What is required :: In the entries below, from the line containing "For this drill the class indicates the chopped" through the last entry, substitute "exercise" for "drill". Give back only those lines, with nothing else changed.

[Entries from a collection]

+++

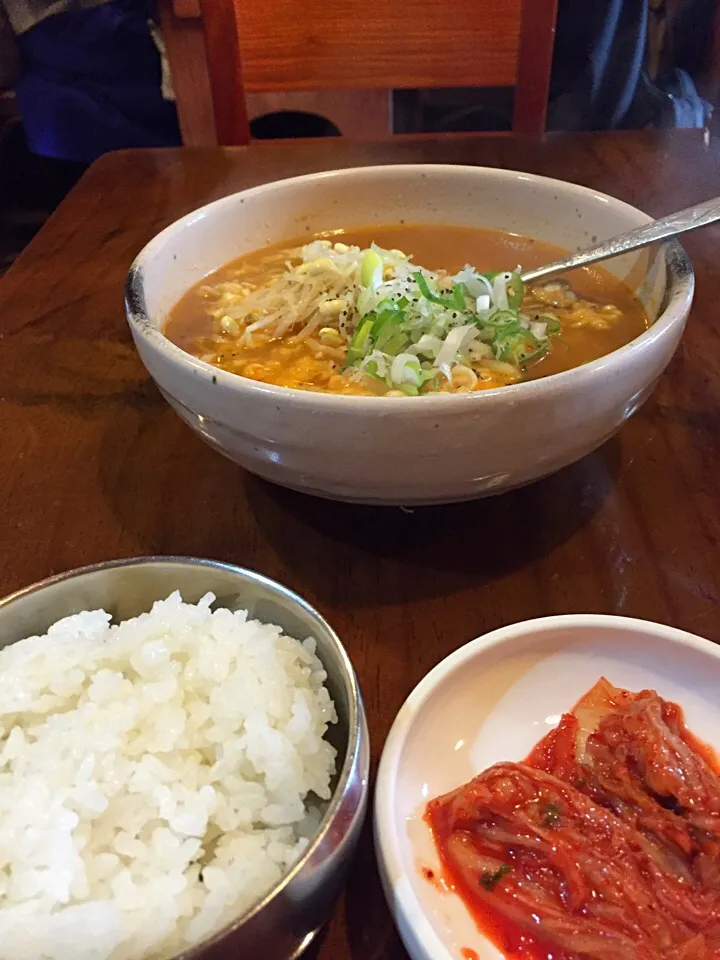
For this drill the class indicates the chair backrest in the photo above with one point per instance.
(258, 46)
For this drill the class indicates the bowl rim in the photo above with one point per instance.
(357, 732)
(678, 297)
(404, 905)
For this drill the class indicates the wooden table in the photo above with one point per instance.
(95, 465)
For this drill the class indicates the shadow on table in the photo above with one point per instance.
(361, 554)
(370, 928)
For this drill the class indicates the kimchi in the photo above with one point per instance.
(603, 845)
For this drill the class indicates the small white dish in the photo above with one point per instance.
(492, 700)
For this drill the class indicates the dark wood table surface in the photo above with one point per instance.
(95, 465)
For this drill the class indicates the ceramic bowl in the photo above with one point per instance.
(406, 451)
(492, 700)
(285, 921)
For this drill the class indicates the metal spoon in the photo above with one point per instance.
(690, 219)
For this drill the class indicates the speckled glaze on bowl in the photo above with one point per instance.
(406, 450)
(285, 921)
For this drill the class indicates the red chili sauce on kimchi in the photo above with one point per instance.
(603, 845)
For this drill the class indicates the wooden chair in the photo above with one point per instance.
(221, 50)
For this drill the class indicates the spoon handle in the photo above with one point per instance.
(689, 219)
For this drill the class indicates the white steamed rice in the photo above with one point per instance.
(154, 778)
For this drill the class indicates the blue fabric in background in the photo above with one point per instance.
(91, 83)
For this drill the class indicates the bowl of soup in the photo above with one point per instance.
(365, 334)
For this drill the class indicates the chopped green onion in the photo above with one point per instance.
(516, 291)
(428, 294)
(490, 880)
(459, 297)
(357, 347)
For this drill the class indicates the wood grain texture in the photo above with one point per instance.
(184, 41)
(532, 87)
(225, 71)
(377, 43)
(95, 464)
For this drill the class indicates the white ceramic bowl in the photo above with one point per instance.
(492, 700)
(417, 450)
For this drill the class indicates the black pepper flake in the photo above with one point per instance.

+++

Worked solution ::
For this exercise the class indicates the chopped green onion in the photo above with one point per instance.
(516, 291)
(428, 294)
(490, 880)
(459, 297)
(357, 347)
For this exercise the class indicates the wood grain texture in the photo above with one point per instance.
(184, 41)
(532, 87)
(225, 71)
(377, 43)
(95, 464)
For this exercise the class indicates the white ceramic bowl in the photo above with one point per instance.
(492, 700)
(417, 450)
For this exercise the class indicates the black pepper flake in the photo above with one point per instance.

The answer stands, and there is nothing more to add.